• [Short task] Reproduce the records below verbatim, omitting the pictures.

• [Records provided]

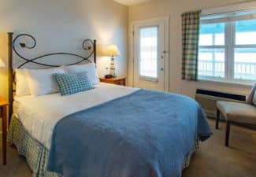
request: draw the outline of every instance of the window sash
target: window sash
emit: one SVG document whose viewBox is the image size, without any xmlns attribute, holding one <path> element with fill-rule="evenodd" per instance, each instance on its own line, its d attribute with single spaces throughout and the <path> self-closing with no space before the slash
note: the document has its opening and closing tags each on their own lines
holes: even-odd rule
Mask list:
<svg viewBox="0 0 256 177">
<path fill-rule="evenodd" d="M 220 23 L 217 21 L 217 23 Z M 216 77 L 208 76 L 198 75 L 198 79 L 202 80 L 211 80 L 224 83 L 245 83 L 251 84 L 255 80 L 248 80 L 243 79 L 235 79 L 235 49 L 236 48 L 255 48 L 256 44 L 250 45 L 236 45 L 236 21 L 229 21 L 225 23 L 224 29 L 224 42 L 225 45 L 223 46 L 199 46 L 199 49 L 225 49 L 225 69 L 224 77 Z"/>
</svg>

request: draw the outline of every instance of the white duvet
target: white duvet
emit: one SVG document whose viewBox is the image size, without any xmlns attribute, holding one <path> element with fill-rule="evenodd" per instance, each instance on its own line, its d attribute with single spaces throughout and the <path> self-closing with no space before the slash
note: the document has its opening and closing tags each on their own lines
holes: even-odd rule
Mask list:
<svg viewBox="0 0 256 177">
<path fill-rule="evenodd" d="M 50 149 L 57 122 L 76 112 L 132 94 L 136 88 L 99 83 L 95 89 L 61 97 L 59 94 L 15 97 L 13 113 L 27 131 Z M 72 128 L 67 131 L 72 131 Z"/>
</svg>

• [Solved problem]
request: draw the outline of every instance of the window sash
target: window sash
emit: one SVG document whose viewBox is the image size, without any xmlns attribute, holding one <path> element with fill-rule="evenodd" per instance, each instance on its own line, its d attribute with single spaces throughout and the <path> self-closing with no space before the slash
note: the document has its opening and closing tags each on their own lines
holes: even-odd rule
Mask list:
<svg viewBox="0 0 256 177">
<path fill-rule="evenodd" d="M 220 23 L 217 21 L 217 23 Z M 216 77 L 208 76 L 198 75 L 198 79 L 202 80 L 211 80 L 224 83 L 245 83 L 251 84 L 255 80 L 248 80 L 243 79 L 235 79 L 235 49 L 236 48 L 255 48 L 256 44 L 250 45 L 236 45 L 236 21 L 229 21 L 225 23 L 224 29 L 224 42 L 225 45 L 223 46 L 199 46 L 199 49 L 225 49 L 225 69 L 224 77 Z"/>
</svg>

request: draw the outline of every instance of the white duvet
target: white duvet
emit: one SVG document whose viewBox is the image size, without any xmlns attribute, holding one <path> element with fill-rule="evenodd" per instance, each instance on its own line, its d attribute with single spaces throughout and the <path> self-closing with no space before the slash
note: the document has its opening and closing tags each on their own lines
holes: even-odd rule
Mask list:
<svg viewBox="0 0 256 177">
<path fill-rule="evenodd" d="M 50 149 L 57 122 L 76 112 L 132 94 L 136 88 L 99 83 L 95 89 L 61 97 L 59 94 L 15 97 L 13 113 L 27 131 Z M 72 128 L 67 131 L 72 131 Z"/>
</svg>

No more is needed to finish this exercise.